**DO THIS**
The records underneath are to be repeated exactly, with the pictures left out.

**GIVEN DATA**
____

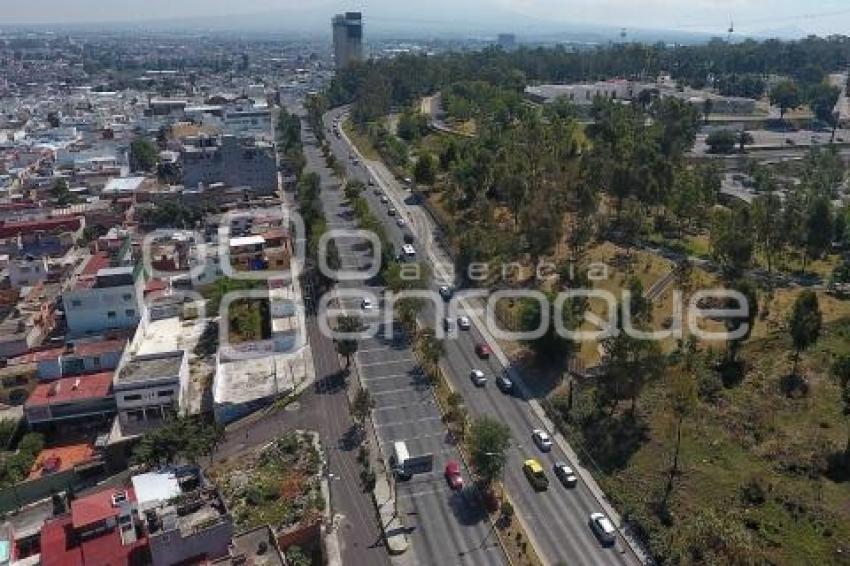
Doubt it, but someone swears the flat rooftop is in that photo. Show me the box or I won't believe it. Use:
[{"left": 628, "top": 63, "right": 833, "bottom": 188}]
[{"left": 116, "top": 350, "right": 186, "bottom": 385}]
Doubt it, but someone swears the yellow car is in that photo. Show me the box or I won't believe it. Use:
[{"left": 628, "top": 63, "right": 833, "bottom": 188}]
[{"left": 522, "top": 458, "right": 549, "bottom": 491}]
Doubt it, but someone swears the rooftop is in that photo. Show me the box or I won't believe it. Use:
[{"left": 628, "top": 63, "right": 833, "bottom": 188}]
[
  {"left": 132, "top": 471, "right": 183, "bottom": 511},
  {"left": 71, "top": 488, "right": 136, "bottom": 529},
  {"left": 28, "top": 443, "right": 95, "bottom": 480},
  {"left": 25, "top": 371, "right": 112, "bottom": 407},
  {"left": 116, "top": 350, "right": 186, "bottom": 385}
]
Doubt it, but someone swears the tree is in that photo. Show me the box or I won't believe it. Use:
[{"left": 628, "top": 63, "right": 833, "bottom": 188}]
[
  {"left": 752, "top": 193, "right": 785, "bottom": 274},
  {"left": 413, "top": 151, "right": 435, "bottom": 185},
  {"left": 130, "top": 136, "right": 159, "bottom": 171},
  {"left": 788, "top": 289, "right": 823, "bottom": 375},
  {"left": 351, "top": 389, "right": 375, "bottom": 427},
  {"left": 803, "top": 196, "right": 833, "bottom": 271},
  {"left": 737, "top": 130, "right": 755, "bottom": 153},
  {"left": 705, "top": 130, "right": 738, "bottom": 155},
  {"left": 770, "top": 80, "right": 802, "bottom": 119},
  {"left": 725, "top": 279, "right": 759, "bottom": 365},
  {"left": 710, "top": 206, "right": 753, "bottom": 275},
  {"left": 662, "top": 372, "right": 699, "bottom": 508},
  {"left": 336, "top": 315, "right": 363, "bottom": 369},
  {"left": 468, "top": 416, "right": 511, "bottom": 486}
]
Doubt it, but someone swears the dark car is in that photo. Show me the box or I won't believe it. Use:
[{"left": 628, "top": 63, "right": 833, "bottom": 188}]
[
  {"left": 475, "top": 343, "right": 493, "bottom": 360},
  {"left": 445, "top": 460, "right": 463, "bottom": 490},
  {"left": 496, "top": 375, "right": 514, "bottom": 393}
]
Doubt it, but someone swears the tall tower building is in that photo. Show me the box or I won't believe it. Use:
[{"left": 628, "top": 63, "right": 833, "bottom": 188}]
[{"left": 331, "top": 12, "right": 363, "bottom": 70}]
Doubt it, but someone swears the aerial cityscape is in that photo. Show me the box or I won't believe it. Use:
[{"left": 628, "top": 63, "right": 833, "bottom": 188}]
[{"left": 0, "top": 0, "right": 850, "bottom": 566}]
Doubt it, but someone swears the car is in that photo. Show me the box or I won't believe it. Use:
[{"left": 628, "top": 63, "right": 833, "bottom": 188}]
[
  {"left": 469, "top": 369, "right": 487, "bottom": 387},
  {"left": 475, "top": 343, "right": 493, "bottom": 360},
  {"left": 587, "top": 513, "right": 617, "bottom": 546},
  {"left": 522, "top": 458, "right": 549, "bottom": 491},
  {"left": 552, "top": 462, "right": 578, "bottom": 487},
  {"left": 531, "top": 428, "right": 552, "bottom": 452},
  {"left": 496, "top": 374, "right": 514, "bottom": 393},
  {"left": 445, "top": 460, "right": 463, "bottom": 491}
]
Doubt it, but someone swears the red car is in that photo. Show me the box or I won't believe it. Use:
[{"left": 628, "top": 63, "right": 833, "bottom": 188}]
[
  {"left": 475, "top": 343, "right": 493, "bottom": 360},
  {"left": 446, "top": 460, "right": 463, "bottom": 490}
]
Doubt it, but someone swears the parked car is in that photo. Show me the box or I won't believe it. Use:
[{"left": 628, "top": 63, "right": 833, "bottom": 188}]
[
  {"left": 531, "top": 428, "right": 552, "bottom": 452},
  {"left": 445, "top": 460, "right": 463, "bottom": 490},
  {"left": 496, "top": 374, "right": 514, "bottom": 393},
  {"left": 552, "top": 462, "right": 578, "bottom": 487},
  {"left": 475, "top": 343, "right": 493, "bottom": 360},
  {"left": 469, "top": 369, "right": 487, "bottom": 387},
  {"left": 588, "top": 513, "right": 617, "bottom": 546},
  {"left": 438, "top": 285, "right": 454, "bottom": 301},
  {"left": 522, "top": 458, "right": 549, "bottom": 491}
]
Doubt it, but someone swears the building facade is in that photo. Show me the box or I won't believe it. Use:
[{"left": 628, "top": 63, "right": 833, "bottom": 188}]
[
  {"left": 62, "top": 264, "right": 145, "bottom": 336},
  {"left": 331, "top": 12, "right": 363, "bottom": 70},
  {"left": 181, "top": 135, "right": 277, "bottom": 194}
]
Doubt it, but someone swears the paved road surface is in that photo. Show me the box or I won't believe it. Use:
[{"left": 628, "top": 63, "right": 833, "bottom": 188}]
[
  {"left": 305, "top": 104, "right": 505, "bottom": 565},
  {"left": 326, "top": 109, "right": 637, "bottom": 565}
]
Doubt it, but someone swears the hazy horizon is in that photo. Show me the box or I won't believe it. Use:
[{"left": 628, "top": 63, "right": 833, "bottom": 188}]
[{"left": 2, "top": 0, "right": 850, "bottom": 37}]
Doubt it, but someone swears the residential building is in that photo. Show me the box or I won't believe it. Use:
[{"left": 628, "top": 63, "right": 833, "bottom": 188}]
[
  {"left": 62, "top": 266, "right": 145, "bottom": 336},
  {"left": 24, "top": 371, "right": 115, "bottom": 428},
  {"left": 41, "top": 488, "right": 150, "bottom": 566},
  {"left": 7, "top": 255, "right": 48, "bottom": 288},
  {"left": 331, "top": 12, "right": 363, "bottom": 70},
  {"left": 181, "top": 135, "right": 278, "bottom": 194},
  {"left": 29, "top": 338, "right": 127, "bottom": 381},
  {"left": 113, "top": 350, "right": 189, "bottom": 427}
]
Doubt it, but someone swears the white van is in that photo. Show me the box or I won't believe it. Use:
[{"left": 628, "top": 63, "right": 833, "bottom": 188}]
[
  {"left": 390, "top": 441, "right": 413, "bottom": 480},
  {"left": 401, "top": 244, "right": 416, "bottom": 261}
]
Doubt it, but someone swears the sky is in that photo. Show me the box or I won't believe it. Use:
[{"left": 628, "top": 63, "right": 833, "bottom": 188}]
[{"left": 0, "top": 0, "right": 850, "bottom": 35}]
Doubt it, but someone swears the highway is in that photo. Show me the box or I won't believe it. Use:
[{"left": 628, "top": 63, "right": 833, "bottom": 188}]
[
  {"left": 324, "top": 108, "right": 639, "bottom": 565},
  {"left": 294, "top": 102, "right": 506, "bottom": 565}
]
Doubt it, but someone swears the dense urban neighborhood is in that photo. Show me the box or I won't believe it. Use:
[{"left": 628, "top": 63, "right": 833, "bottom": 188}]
[{"left": 0, "top": 6, "right": 850, "bottom": 566}]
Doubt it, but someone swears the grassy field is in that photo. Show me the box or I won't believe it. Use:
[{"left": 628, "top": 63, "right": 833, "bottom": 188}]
[{"left": 342, "top": 120, "right": 381, "bottom": 160}]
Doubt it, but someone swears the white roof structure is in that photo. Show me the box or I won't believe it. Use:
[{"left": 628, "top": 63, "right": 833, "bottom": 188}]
[
  {"left": 103, "top": 177, "right": 145, "bottom": 194},
  {"left": 131, "top": 472, "right": 183, "bottom": 511},
  {"left": 230, "top": 235, "right": 266, "bottom": 248}
]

____

**PROBLEM SOLUTION**
Doubt it, but someone swears the flat rooftop is in that photo. Show me the box or I won't believe it. Use:
[{"left": 628, "top": 63, "right": 833, "bottom": 188}]
[{"left": 116, "top": 350, "right": 186, "bottom": 385}]
Doubt it, but someone swears the yellow car is in that photo. Show me the box or I won't believe it. Use:
[{"left": 628, "top": 63, "right": 833, "bottom": 188}]
[{"left": 522, "top": 458, "right": 549, "bottom": 491}]
Doubt it, but someone swears the rooftop is in that photo. Show me the box or I won't believe it. Use:
[{"left": 628, "top": 63, "right": 833, "bottom": 188}]
[
  {"left": 132, "top": 471, "right": 183, "bottom": 511},
  {"left": 71, "top": 488, "right": 136, "bottom": 529},
  {"left": 28, "top": 443, "right": 95, "bottom": 480},
  {"left": 25, "top": 371, "right": 112, "bottom": 407},
  {"left": 116, "top": 350, "right": 186, "bottom": 385}
]
Doubt it, but someone swears the tree is in that photo. Show me the box or I won't believe it. Use:
[{"left": 628, "top": 63, "right": 833, "bottom": 188}]
[
  {"left": 752, "top": 193, "right": 785, "bottom": 274},
  {"left": 413, "top": 151, "right": 435, "bottom": 185},
  {"left": 130, "top": 136, "right": 159, "bottom": 171},
  {"left": 788, "top": 289, "right": 823, "bottom": 375},
  {"left": 351, "top": 389, "right": 375, "bottom": 427},
  {"left": 803, "top": 196, "right": 833, "bottom": 271},
  {"left": 737, "top": 130, "right": 755, "bottom": 153},
  {"left": 705, "top": 130, "right": 738, "bottom": 155},
  {"left": 770, "top": 80, "right": 802, "bottom": 119},
  {"left": 725, "top": 279, "right": 759, "bottom": 365},
  {"left": 710, "top": 206, "right": 753, "bottom": 275},
  {"left": 662, "top": 372, "right": 699, "bottom": 508},
  {"left": 336, "top": 315, "right": 363, "bottom": 369},
  {"left": 468, "top": 416, "right": 511, "bottom": 486}
]
Doubt it, but someone swears the dark car is in that photo. Show me the box or I won't believe it. Use:
[{"left": 628, "top": 63, "right": 833, "bottom": 188}]
[
  {"left": 475, "top": 343, "right": 493, "bottom": 360},
  {"left": 445, "top": 460, "right": 463, "bottom": 490},
  {"left": 496, "top": 375, "right": 514, "bottom": 393}
]
Doubt it, but someone swears the tall tower building is in that photo. Show me the box or I won't believe it. Use:
[{"left": 628, "top": 63, "right": 833, "bottom": 188}]
[{"left": 331, "top": 12, "right": 363, "bottom": 70}]
Doubt it, but someone swears the aerial cityscape is in that photo. Show me the box or I won't believe it. Use:
[{"left": 628, "top": 63, "right": 833, "bottom": 188}]
[{"left": 0, "top": 0, "right": 850, "bottom": 566}]
Doubt it, but someone swears the car is in that photo. Show me the box or I won't believe it. Use:
[{"left": 628, "top": 63, "right": 833, "bottom": 188}]
[
  {"left": 469, "top": 369, "right": 487, "bottom": 387},
  {"left": 475, "top": 343, "right": 493, "bottom": 360},
  {"left": 587, "top": 513, "right": 617, "bottom": 546},
  {"left": 522, "top": 458, "right": 549, "bottom": 491},
  {"left": 552, "top": 462, "right": 578, "bottom": 487},
  {"left": 531, "top": 428, "right": 552, "bottom": 452},
  {"left": 496, "top": 374, "right": 514, "bottom": 393},
  {"left": 445, "top": 460, "right": 463, "bottom": 491}
]
Doubt it, but someone swears the red car is in that photo. Show me the box or I won't believe it. Use:
[{"left": 628, "top": 63, "right": 833, "bottom": 188}]
[
  {"left": 475, "top": 343, "right": 493, "bottom": 360},
  {"left": 446, "top": 460, "right": 463, "bottom": 490}
]
Doubt it, but someone swears the parked car is in that photo. Show me the box or I won't believe it. Use:
[{"left": 628, "top": 63, "right": 833, "bottom": 188}]
[
  {"left": 531, "top": 428, "right": 552, "bottom": 452},
  {"left": 445, "top": 460, "right": 463, "bottom": 490},
  {"left": 496, "top": 374, "right": 514, "bottom": 393},
  {"left": 552, "top": 462, "right": 578, "bottom": 487},
  {"left": 475, "top": 343, "right": 493, "bottom": 360},
  {"left": 469, "top": 369, "right": 487, "bottom": 387},
  {"left": 588, "top": 513, "right": 617, "bottom": 546},
  {"left": 438, "top": 285, "right": 454, "bottom": 301},
  {"left": 522, "top": 458, "right": 549, "bottom": 491}
]
Doubt it, but someone swears the building facade is in that photo. Show me the box or I won't believe it. Use:
[{"left": 628, "top": 63, "right": 833, "bottom": 188}]
[
  {"left": 62, "top": 264, "right": 145, "bottom": 336},
  {"left": 331, "top": 12, "right": 363, "bottom": 70},
  {"left": 181, "top": 135, "right": 277, "bottom": 194}
]
Doubt it, but someone swears the paved road surface is in that photo. Show me the box or I won't believe it. Use:
[{"left": 628, "top": 63, "right": 833, "bottom": 188}]
[
  {"left": 305, "top": 104, "right": 505, "bottom": 565},
  {"left": 326, "top": 109, "right": 637, "bottom": 565}
]
Doubt it, but someone swears the hazy horizon is in that photo. Show me the box or I won't believe it. Use:
[{"left": 628, "top": 63, "right": 833, "bottom": 188}]
[{"left": 2, "top": 0, "right": 850, "bottom": 37}]
Doubt it, but someone swears the residential building is in that photo. Show me the box or I won't believe it. Use:
[{"left": 628, "top": 63, "right": 833, "bottom": 188}]
[
  {"left": 62, "top": 266, "right": 145, "bottom": 336},
  {"left": 24, "top": 371, "right": 115, "bottom": 428},
  {"left": 41, "top": 488, "right": 150, "bottom": 566},
  {"left": 7, "top": 255, "right": 48, "bottom": 288},
  {"left": 331, "top": 12, "right": 363, "bottom": 70},
  {"left": 181, "top": 135, "right": 278, "bottom": 194},
  {"left": 29, "top": 338, "right": 127, "bottom": 381},
  {"left": 113, "top": 350, "right": 189, "bottom": 427}
]
Doubt it, but someone swears the white van is in that photo. Show me the box or I won't believe it. Use:
[{"left": 628, "top": 63, "right": 833, "bottom": 188}]
[
  {"left": 390, "top": 441, "right": 413, "bottom": 480},
  {"left": 401, "top": 244, "right": 416, "bottom": 261}
]
Doubt it, but someone swears the sky is in that photo. Show me the box or I won't believe it. Use:
[{"left": 628, "top": 63, "right": 833, "bottom": 188}]
[{"left": 0, "top": 0, "right": 850, "bottom": 35}]
Doubt it, but someone swears the highway is in that photo. Show me the box or I won't believe it. Use:
[{"left": 628, "top": 63, "right": 833, "bottom": 188}]
[
  {"left": 324, "top": 108, "right": 639, "bottom": 565},
  {"left": 294, "top": 102, "right": 506, "bottom": 565}
]
Doubt it, but someone swears the dense urban neighborhood is in that photo. Show me the box or I won't believe it. Use:
[{"left": 628, "top": 63, "right": 833, "bottom": 188}]
[{"left": 0, "top": 6, "right": 850, "bottom": 566}]
Doubt it, but someone swears the grassy field is in that photo. Show me the box or I won't believe it. Use:
[{"left": 628, "top": 63, "right": 833, "bottom": 188}]
[{"left": 342, "top": 120, "right": 381, "bottom": 160}]
Doubt it, but someone swears the white roof structure is in that photo. Show me the box or I won't believe it. Use:
[{"left": 628, "top": 63, "right": 833, "bottom": 188}]
[
  {"left": 103, "top": 177, "right": 145, "bottom": 194},
  {"left": 131, "top": 472, "right": 183, "bottom": 511},
  {"left": 230, "top": 235, "right": 266, "bottom": 248}
]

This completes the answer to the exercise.